» Extract:
BEGIN
In my previous post in my study of Darwinism, I discussed Replicators. We know genes as the primary replicator, but in reality, genes are only a special case of replicators. If we were to discover aliens, their lifeforms would most certainly be based on a replicator, although not likely the gene as we know it. The gene evolved from earlier replicators, and there's nothing special about the gene—the early replicators could have evolved differently, resulting in a replicator different from the gene as we know it. Therefore, it is actually quite improbable that the alien civilization we discover would be based on the exact same replicator that Earth-life is.
Replicators are not limited to the biological world. In 1976, Richard Dawkins coined the term "meme" to represent a theoretical replicator of culture. In the primeval soup of chemicals in the early days of the Earth, infused with energy from lightning and the sun, the situation was ripe for molecules to form and, over time, at least one of which was likely to exhibit self-replicating properties. In terms of life, once consciousness evolved, that provided fertile ground for a new replicator to emerge, the meme.
END
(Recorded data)
BEGIN
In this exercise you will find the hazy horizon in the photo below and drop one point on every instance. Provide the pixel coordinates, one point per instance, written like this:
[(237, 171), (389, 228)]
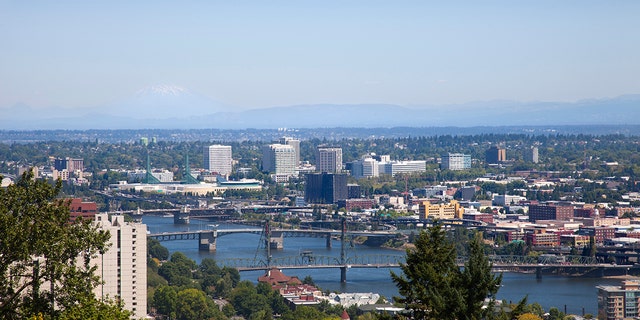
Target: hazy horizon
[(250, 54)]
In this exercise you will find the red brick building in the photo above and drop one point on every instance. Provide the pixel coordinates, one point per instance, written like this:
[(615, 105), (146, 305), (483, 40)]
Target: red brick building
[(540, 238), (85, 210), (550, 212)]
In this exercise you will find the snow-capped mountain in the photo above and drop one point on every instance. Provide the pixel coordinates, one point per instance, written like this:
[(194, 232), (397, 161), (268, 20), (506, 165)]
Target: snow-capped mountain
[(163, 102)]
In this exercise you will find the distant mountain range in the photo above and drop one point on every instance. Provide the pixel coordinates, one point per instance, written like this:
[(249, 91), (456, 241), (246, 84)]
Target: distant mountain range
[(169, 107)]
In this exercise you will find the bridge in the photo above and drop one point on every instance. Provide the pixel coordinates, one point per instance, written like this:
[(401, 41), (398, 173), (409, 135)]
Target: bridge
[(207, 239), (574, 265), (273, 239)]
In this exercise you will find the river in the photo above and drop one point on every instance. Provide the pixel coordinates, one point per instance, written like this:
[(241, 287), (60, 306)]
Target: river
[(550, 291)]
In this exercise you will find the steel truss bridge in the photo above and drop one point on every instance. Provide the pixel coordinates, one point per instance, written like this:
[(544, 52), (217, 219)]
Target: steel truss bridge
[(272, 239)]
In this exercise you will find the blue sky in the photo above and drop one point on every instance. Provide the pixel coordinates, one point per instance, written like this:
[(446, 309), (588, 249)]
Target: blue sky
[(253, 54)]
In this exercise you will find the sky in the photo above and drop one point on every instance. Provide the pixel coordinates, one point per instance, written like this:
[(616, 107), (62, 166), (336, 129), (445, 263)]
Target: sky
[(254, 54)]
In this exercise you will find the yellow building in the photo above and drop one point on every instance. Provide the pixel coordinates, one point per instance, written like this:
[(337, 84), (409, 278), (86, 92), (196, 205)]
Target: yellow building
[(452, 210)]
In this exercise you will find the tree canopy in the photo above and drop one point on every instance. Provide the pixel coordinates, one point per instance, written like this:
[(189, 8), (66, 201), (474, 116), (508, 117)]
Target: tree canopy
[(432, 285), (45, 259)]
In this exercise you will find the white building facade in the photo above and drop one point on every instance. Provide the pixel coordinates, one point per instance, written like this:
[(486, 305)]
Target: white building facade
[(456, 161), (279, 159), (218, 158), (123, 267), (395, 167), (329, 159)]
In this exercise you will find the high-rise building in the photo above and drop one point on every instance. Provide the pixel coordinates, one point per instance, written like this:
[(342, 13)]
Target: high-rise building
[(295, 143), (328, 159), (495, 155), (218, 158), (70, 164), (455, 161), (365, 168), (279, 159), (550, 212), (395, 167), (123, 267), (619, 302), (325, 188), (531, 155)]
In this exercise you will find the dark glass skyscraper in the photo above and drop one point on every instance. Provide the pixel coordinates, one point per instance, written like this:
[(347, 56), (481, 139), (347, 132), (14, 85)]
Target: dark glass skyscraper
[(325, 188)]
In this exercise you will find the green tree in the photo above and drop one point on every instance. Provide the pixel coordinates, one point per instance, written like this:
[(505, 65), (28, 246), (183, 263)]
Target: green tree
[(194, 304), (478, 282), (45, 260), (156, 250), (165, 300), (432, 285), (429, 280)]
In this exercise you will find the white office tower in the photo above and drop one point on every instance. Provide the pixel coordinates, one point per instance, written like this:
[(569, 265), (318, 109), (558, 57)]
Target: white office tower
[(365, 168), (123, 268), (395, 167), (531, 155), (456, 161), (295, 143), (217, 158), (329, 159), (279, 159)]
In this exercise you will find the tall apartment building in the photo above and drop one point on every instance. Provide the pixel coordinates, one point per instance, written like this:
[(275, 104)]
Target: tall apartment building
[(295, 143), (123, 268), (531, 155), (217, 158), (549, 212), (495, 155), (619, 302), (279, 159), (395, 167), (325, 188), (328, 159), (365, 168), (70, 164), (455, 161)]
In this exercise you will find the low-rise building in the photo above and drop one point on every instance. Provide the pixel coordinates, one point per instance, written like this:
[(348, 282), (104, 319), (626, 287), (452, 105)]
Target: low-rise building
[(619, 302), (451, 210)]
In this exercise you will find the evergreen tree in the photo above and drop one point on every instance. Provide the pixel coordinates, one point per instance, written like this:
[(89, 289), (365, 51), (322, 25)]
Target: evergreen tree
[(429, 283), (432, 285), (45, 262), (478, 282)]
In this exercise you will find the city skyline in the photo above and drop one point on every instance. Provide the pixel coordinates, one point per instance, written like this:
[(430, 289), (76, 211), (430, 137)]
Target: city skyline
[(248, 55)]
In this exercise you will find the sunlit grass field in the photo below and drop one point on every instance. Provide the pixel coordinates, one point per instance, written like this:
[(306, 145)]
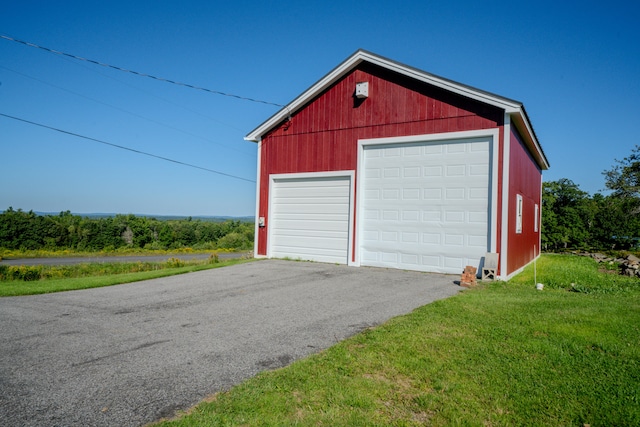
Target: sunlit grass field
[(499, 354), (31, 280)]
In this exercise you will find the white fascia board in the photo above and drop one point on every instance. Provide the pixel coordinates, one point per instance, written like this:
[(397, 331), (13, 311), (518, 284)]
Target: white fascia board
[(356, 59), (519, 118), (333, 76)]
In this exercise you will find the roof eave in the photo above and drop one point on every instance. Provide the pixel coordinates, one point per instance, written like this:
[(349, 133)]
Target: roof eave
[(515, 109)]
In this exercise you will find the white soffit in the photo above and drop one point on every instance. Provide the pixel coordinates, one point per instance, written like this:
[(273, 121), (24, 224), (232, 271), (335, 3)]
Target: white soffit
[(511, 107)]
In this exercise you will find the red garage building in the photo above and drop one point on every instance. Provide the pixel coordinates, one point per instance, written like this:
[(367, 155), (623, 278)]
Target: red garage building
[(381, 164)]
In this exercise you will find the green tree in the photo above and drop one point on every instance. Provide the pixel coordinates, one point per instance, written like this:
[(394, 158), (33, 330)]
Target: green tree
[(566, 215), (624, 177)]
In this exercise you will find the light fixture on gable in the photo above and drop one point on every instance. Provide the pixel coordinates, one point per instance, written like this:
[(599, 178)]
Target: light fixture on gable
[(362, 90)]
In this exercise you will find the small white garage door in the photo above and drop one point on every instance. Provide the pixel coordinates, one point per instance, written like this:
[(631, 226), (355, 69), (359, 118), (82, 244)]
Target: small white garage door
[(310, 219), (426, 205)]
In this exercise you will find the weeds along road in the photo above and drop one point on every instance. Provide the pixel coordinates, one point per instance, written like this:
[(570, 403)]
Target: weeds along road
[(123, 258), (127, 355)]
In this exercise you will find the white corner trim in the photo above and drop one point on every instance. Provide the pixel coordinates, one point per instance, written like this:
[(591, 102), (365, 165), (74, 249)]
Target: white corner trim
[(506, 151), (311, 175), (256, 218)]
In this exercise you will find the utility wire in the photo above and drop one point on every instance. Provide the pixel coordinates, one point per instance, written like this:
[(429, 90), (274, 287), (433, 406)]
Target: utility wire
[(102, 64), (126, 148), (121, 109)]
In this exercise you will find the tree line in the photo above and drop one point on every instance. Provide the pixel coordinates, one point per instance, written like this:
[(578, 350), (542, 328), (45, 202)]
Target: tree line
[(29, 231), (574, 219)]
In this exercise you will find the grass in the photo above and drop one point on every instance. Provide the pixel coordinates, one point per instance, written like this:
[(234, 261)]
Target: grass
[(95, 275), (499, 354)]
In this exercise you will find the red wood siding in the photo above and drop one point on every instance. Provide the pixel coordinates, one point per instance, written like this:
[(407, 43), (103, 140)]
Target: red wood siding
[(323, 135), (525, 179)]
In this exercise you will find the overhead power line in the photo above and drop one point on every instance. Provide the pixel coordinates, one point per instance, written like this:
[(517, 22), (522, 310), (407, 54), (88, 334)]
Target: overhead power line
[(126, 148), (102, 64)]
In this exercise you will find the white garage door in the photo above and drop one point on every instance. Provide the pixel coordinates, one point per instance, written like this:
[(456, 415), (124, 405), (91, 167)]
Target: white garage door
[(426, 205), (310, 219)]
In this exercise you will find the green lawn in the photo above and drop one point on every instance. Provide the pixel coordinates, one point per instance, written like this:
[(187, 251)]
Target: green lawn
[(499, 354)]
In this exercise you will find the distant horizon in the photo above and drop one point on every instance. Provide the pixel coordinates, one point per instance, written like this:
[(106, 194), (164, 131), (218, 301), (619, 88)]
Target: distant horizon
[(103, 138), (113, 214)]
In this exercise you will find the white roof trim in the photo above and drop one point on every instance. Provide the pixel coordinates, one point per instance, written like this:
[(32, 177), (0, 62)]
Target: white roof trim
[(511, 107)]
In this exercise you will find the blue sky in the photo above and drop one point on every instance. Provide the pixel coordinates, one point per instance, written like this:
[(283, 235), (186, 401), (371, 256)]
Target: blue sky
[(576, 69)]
END
» Required actions:
a. According to the post on replicators, in what year did Richard Dawkins coin the term "meme"?
b. Continue the post on replicators from the point where it stops.

» Responses:
a. 1976

b.
Instead of discussing memes in complete detail (this isn't a book :) ), I'm going to give several examples over the next few posts and rely on them to explain the essence of memetic thought. There is one important thing to note, however. The gene is a physical molecule with a specific topology—it exists in the world. The meme, in contrast, does not exist. It is simply a model that explains quite well how culture has changed through time. Nobody thinks that we can look inside our brains and find this molecule called a meme. Rather, it is simply a wonderful tool of analysis and planning that is worthy of study, not only for deepening your understanding of replicators and the process of natural selection, but also for understanding of the culture in which we live.